Output every line of the listing below as a JSON list of strings, with one string per line and blank lines omitted.

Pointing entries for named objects
○ ○ ○
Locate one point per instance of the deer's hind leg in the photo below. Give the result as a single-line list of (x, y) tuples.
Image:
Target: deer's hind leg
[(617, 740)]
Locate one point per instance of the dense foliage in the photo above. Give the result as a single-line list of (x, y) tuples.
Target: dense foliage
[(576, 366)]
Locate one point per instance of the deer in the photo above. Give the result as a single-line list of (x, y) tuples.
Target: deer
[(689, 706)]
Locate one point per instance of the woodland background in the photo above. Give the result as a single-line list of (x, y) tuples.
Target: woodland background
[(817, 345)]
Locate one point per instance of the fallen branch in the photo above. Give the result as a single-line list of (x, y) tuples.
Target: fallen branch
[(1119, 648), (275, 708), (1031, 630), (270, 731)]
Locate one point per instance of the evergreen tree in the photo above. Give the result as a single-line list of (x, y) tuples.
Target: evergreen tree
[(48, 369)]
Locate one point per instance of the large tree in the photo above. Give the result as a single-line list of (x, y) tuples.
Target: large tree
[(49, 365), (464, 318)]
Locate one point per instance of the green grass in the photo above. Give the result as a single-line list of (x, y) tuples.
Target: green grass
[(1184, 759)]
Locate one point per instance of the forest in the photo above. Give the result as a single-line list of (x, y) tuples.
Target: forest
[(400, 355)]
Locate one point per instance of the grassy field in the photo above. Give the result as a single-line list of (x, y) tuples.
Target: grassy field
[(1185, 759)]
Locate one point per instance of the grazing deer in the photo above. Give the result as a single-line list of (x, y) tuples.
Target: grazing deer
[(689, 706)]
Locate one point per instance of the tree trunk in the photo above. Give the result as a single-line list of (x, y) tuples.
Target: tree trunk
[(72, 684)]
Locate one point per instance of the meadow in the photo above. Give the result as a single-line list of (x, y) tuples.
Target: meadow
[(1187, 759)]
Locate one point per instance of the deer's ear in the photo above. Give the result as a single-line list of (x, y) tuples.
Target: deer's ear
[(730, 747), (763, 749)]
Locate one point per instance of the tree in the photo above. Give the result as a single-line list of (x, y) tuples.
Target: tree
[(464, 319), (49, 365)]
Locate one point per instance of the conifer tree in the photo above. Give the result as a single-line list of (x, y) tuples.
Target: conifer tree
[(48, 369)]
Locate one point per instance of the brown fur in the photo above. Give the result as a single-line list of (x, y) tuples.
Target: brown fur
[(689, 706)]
○ ○ ○
• Answer to this problem
[
  "Locate one point per instance of the deer's hind leg in the photo below. Give the result as a single-line list of (x, y) tuples.",
  "Image:",
  "Target: deer's hind leg",
  "[(617, 740)]",
  "Locate one point per instance of the dense foliage in the photo above. Give the result as a single-line list of (x, y) tuples.",
  "Target: dense foliage",
  "[(576, 366)]",
  "Locate one point per instance of the deer in the photo above. Give the result as a single-line list of (x, y) tuples.",
  "Target: deer",
  "[(689, 706)]",
  "Locate one point per instance of the woodland background in the photo above. Give the result as a single-line list of (x, y) tuples.",
  "Target: woodland background",
  "[(817, 345)]",
  "Locate one point per instance of the fallen branch in the photo above. Give the result as a single-line list of (x, y) tuples.",
  "Target: fallen branch",
  "[(1119, 648), (275, 708), (1031, 630), (270, 731)]",
  "Locate one point per instance of the evergreen tree in the photo above. Give the result as a single-line list of (x, y) tuples.",
  "Target: evergreen tree",
  "[(48, 369)]",
  "Locate one point per instance of the large tree in the photo above. Give the result as a single-line list of (x, y) tuples.",
  "Target: large tree",
  "[(49, 365), (464, 318)]",
  "Locate one point per instance of the green grass in the photo above. Give the result as a single-line list of (x, y) tuples.",
  "Target: green grass",
  "[(1184, 759)]",
  "Locate one point per instance of the forest in the photo above. Give the result as a single-line list of (x, y) tuples.",
  "Target: forest",
  "[(400, 355)]",
  "Locate one point per instance of the grassy field in the photo above. Give the result as a single-line list of (x, y) tuples.",
  "Target: grassy field",
  "[(1185, 759)]",
  "Locate one point per instance of the grazing deer in the photo above. Give the result as a single-line list of (x, y) tuples.",
  "Target: grazing deer",
  "[(689, 706)]",
  "Locate one point per instance of the tree trunk in the photo above. Give the result as a single-line list of (x, y) tuples.",
  "Target: tree trunk",
  "[(72, 684)]",
  "Locate one point per instance of the meadow in the photo above. Give the result as a single-line list of (x, y) tuples.",
  "Target: meadow",
  "[(1187, 759)]",
  "Locate one point per instance of the deer's ear in the photo above. Give the result as a single-line list of (x, y) tuples.",
  "Target: deer's ear",
  "[(730, 747), (763, 749)]",
  "Locate one point per instance of the tree in the photo above. Give the result as a single-line list of (x, y) tuples.",
  "Target: tree",
  "[(464, 319), (49, 365)]",
  "Locate one point per instance of the conifer tree in the photo above. Give the result as a single-line list of (x, y) tuples.",
  "Target: conifer tree",
  "[(48, 369)]",
  "Locate one point per instance of the brown fur in the photo above. Give the result as a single-line list of (x, y) tuples.",
  "Target: brown fur",
  "[(689, 706)]"
]